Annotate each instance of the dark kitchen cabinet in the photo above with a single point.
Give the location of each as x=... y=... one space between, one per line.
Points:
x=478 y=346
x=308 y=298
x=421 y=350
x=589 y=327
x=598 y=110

_____

Set down the entries again exactly as they are.

● Reply to the task
Annotate each instance of the dark kitchen cabinet in the photo above with a single point.
Give the location of each as x=... y=... one space between, one per line.
Points:
x=478 y=346
x=308 y=298
x=421 y=350
x=589 y=327
x=598 y=110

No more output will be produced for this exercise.